SELECTED EXTRACT =>

· · · · ·

Is this a "real" test for something that you have seen in a normal
workload?  ltp is known for having buggy/confusing tests in it in the
past, you might wish to consult with the authors of that test.

> 
> > 
> > 
> > > Signed-off-by: Guanghui Feng <guanghuifeng@linux.alibaba.com>
> > > ---
> > >   drivers/tty/tty_buffer.c | 1 +
> > >   1 file changed, 1 insertion(+)
> > > 
> > > diff --git a/drivers/tty/tty_buffer.c b/drivers/tty/tty_buffer.c
> > > index bd2d915..77b92f9 100644
> > > --- a/drivers/tty/tty_buffer.c
> > > +++ b/drivers/tty/tty_buffer.c
> > > @@ -534,6 +534,7 @@ static void flush_to_ldisc(struct work_struct *work)
> > >   		if (!count)
> > >   			break;
> > >   		head->read += count;
> > > +		cond_resched();
> > This is almost never the correct solution for fixing a problem in the
> > kernel anymore.
> > 
> > And if it is, it needs to be documented really really well.  I think you
> > just slowed down the overall throughput of a tty device by adding this
> > call, so are you sure you didn't break something?
> 
> OK, it should be:
> 
> diff --git a/drivers/tty/tty_buffer.c b/drivers/tty/tty_buffer.c
> index bd2d915..77b92f9 100644
> --- a/drivers/tty/tty_buffer.c
> +++ b/drivers/tty/tty_buffer.c
> @@ -534,6 +534,7 @@ static void flush_to_ldisc(struct work_struct *work)

· · · · ·

WORK INSTRUCTIONS =>
**A)** Answer these about the tty buffer patch thread:
(i) Which test suite does the reply say has had buggy or confusing tests?
(ii) Which file does the patch change?
(iii) What does the reviewer suspect the added call slowed down?
**B)** Carry on the tty buffer patch thread from its last line.

· · · · ·

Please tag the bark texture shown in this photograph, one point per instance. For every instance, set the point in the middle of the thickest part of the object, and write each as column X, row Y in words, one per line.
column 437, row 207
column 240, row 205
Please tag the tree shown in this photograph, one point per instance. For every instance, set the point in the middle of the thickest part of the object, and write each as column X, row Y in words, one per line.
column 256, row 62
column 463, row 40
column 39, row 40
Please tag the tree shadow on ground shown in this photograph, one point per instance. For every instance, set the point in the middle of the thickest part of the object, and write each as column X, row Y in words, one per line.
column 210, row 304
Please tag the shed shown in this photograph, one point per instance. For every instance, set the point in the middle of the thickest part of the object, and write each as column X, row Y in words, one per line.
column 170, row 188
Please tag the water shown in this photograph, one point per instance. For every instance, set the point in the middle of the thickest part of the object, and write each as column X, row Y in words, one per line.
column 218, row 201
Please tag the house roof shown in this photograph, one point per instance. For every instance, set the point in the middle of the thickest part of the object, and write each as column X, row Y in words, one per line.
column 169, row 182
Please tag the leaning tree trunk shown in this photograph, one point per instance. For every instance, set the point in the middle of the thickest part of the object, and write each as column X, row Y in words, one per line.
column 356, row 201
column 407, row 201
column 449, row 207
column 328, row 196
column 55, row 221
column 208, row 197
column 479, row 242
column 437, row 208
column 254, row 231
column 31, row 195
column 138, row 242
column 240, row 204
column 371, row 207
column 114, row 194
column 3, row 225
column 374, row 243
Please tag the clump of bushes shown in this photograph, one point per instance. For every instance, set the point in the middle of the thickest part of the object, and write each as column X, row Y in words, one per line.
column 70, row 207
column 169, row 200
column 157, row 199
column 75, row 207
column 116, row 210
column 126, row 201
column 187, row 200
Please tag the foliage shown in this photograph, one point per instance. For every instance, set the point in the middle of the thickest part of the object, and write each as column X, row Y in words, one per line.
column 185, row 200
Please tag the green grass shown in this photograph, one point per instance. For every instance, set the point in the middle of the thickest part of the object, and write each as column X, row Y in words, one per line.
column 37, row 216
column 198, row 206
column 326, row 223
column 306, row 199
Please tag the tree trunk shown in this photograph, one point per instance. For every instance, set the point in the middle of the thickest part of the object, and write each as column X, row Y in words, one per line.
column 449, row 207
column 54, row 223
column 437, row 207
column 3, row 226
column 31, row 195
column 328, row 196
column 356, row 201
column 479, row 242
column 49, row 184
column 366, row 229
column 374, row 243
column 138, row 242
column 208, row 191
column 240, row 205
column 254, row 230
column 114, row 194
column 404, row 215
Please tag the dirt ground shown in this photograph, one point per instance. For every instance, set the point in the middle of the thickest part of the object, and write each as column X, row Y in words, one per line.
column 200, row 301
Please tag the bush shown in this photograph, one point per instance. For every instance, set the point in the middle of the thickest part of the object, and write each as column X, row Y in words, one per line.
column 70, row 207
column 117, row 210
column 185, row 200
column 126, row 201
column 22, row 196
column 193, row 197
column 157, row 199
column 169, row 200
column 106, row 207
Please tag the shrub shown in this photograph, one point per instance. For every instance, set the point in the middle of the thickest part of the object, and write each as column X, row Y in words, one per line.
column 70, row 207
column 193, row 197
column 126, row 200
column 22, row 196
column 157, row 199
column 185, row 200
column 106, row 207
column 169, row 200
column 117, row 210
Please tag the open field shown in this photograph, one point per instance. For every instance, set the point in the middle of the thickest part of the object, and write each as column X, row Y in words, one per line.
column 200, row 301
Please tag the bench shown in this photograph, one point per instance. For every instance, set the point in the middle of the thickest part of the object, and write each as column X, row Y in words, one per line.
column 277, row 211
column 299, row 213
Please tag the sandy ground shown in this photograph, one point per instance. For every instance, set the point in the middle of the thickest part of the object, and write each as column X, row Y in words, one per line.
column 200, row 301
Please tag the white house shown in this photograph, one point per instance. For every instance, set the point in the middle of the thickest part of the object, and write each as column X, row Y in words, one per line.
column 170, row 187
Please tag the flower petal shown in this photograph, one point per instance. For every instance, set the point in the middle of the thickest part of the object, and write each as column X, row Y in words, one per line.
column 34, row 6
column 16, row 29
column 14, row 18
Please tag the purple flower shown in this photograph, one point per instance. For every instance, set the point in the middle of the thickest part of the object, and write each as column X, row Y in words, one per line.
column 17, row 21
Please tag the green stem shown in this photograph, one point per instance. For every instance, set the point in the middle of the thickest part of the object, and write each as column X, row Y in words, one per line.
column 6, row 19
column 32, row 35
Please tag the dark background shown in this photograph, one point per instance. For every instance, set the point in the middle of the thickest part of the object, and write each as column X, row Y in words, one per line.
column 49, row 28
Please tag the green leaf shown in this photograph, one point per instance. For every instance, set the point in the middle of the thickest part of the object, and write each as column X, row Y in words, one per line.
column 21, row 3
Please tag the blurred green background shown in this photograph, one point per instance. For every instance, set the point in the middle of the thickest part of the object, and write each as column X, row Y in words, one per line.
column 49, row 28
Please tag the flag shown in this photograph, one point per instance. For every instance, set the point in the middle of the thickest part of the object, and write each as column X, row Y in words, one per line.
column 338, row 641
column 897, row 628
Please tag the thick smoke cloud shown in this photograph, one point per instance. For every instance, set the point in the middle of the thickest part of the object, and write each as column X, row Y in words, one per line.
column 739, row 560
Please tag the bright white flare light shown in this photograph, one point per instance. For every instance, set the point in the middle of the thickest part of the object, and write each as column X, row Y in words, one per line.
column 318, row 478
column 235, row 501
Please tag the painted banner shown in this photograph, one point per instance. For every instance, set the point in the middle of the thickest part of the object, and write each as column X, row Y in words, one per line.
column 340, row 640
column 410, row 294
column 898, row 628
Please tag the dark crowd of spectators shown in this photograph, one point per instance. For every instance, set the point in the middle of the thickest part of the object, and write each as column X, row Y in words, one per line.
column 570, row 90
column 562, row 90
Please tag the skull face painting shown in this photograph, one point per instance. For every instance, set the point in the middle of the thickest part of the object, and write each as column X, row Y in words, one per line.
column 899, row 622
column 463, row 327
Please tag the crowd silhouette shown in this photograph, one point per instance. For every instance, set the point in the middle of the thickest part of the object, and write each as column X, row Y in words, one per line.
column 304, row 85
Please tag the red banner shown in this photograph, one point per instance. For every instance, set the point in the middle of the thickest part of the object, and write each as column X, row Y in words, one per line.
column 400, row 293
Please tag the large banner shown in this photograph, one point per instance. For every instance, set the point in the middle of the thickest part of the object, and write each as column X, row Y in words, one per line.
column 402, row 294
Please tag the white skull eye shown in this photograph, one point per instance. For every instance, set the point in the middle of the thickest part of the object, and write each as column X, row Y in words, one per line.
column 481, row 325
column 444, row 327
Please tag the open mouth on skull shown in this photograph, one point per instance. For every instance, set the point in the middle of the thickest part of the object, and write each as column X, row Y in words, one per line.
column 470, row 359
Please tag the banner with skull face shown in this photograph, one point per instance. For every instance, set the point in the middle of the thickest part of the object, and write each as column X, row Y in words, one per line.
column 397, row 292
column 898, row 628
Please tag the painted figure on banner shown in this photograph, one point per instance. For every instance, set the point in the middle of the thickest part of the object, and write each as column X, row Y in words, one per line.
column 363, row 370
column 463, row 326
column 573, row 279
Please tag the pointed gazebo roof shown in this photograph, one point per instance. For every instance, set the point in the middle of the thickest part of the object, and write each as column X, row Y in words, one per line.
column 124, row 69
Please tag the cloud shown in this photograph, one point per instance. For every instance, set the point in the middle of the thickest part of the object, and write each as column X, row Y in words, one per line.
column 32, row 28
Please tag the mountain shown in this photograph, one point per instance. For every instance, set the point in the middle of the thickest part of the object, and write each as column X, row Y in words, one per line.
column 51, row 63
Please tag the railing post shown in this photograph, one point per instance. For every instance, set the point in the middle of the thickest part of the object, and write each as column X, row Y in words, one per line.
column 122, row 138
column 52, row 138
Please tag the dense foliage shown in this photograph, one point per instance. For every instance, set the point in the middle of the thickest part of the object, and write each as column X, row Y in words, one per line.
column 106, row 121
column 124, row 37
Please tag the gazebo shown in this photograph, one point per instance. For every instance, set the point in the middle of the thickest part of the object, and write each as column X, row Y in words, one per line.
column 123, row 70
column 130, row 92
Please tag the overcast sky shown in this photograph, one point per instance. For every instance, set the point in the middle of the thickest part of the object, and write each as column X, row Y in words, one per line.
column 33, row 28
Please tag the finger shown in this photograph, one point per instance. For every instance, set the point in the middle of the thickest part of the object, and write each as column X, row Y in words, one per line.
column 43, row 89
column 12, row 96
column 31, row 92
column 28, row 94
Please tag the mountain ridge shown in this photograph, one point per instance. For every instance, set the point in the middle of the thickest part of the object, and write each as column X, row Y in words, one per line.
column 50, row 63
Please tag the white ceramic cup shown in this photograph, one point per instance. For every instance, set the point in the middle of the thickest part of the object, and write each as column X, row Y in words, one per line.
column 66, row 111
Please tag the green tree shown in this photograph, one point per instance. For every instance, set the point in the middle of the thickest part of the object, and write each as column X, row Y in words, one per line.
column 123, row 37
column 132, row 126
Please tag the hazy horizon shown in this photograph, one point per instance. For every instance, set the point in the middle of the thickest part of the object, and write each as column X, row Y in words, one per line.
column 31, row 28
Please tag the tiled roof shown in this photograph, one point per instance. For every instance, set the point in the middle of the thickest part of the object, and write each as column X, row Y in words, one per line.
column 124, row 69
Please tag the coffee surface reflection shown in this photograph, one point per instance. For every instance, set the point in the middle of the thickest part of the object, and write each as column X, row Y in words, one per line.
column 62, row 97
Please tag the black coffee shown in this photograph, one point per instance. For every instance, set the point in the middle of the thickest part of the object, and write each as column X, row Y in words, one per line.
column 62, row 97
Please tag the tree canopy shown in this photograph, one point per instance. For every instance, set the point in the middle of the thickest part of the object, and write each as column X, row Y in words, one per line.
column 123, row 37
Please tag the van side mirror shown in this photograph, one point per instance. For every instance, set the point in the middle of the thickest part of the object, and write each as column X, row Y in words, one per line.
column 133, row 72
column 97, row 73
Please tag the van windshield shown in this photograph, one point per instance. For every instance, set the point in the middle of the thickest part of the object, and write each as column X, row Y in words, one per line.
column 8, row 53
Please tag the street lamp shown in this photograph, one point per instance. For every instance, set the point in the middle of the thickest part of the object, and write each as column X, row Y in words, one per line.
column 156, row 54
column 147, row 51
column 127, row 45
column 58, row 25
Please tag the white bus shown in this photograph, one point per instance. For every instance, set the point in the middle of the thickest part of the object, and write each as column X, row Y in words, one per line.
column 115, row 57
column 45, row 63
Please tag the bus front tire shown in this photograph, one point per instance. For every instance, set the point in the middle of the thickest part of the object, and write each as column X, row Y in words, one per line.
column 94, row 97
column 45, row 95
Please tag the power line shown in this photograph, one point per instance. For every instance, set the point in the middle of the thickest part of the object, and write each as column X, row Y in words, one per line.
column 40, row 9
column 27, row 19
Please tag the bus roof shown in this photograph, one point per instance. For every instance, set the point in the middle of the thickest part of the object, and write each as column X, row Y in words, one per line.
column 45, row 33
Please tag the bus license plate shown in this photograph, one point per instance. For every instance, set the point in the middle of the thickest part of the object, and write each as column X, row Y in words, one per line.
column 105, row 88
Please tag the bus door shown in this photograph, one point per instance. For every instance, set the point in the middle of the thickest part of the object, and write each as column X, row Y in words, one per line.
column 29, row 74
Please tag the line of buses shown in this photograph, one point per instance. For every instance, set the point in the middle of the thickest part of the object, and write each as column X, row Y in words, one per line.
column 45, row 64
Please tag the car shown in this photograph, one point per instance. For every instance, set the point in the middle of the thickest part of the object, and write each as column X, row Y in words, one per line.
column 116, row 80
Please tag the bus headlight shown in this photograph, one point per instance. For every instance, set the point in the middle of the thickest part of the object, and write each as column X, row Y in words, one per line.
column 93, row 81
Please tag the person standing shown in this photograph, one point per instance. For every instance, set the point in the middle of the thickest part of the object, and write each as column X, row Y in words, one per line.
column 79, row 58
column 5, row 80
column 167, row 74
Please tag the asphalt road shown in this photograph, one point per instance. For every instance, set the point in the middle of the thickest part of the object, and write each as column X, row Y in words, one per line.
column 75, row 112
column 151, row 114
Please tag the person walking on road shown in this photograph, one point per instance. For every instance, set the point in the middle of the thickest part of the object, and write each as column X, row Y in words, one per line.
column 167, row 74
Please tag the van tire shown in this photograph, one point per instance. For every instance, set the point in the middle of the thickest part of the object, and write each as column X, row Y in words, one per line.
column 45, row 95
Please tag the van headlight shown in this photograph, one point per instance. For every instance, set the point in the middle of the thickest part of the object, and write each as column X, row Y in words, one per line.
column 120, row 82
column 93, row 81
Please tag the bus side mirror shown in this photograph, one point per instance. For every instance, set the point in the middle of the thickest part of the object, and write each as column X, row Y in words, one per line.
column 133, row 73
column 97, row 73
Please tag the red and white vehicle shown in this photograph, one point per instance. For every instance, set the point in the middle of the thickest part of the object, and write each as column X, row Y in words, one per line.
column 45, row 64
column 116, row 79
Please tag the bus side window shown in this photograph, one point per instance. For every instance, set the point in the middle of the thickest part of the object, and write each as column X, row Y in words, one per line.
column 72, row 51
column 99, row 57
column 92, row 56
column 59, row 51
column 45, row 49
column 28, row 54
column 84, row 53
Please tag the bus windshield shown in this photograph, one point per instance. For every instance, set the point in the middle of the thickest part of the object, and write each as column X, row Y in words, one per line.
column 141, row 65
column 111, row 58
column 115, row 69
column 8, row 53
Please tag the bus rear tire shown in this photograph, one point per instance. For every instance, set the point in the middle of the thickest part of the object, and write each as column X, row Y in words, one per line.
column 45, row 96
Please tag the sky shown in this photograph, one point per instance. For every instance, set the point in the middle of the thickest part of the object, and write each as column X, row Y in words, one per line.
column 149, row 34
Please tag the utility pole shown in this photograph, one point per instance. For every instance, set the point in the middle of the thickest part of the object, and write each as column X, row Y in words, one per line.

· · · · ·

EXERCISE RESULTS =>
**A)**
(i) ltp
(ii) drivers/tty/tty_buffer.c
(iii) The overall throughput of a tty device.

**B)**
>  		if (!count)
>  			break;
>  		head->read += count;
> +		if (need_resched())
> +			cond_resched();

Still feels really wrong, we do not sprinkle this all around the kernel
if we do not have to.

> > And why are you not running with a preempt kernel here?  What prevents
> > that from being enabled to solve issues like this?
> In server mode, we usually running without preempt kernel for
> performance(with less scheduling)

You are trading off throughput for this very reason, you are sending
data faster than you could normally have, so why are you wanting to stop
that?

> > Also, having only one CPU burning through a network workload like this
> > seems correct to me, why would you want the CPU to stop handling the
> > data being sent to it like this?  You have at least 40 other ones to do
> > other things here :)
> > 
> > thanks,
> > 
> > greg k-h
> 
> When only using one core, the pty data sending and workqueue can't do work
> simultaneously. When the sender and workqueue
> 
> running in different core, the workqueue will do the flush_to_ldisc in a
> loop until there is no more data left which will result in
> 
> occuring softlockup when the sender sends data fastly in full time. So I add
> need_resched check and cond_resched in the
> 
> flush_to_ldisc while loop to avoid it(without preempt kernel).

Why not just switch to preempt kernel then if this specific workload
really is important to you?

Again, is this a real workload, or just a contrived test that is trying
to get as much throughput as possible for a single pty device?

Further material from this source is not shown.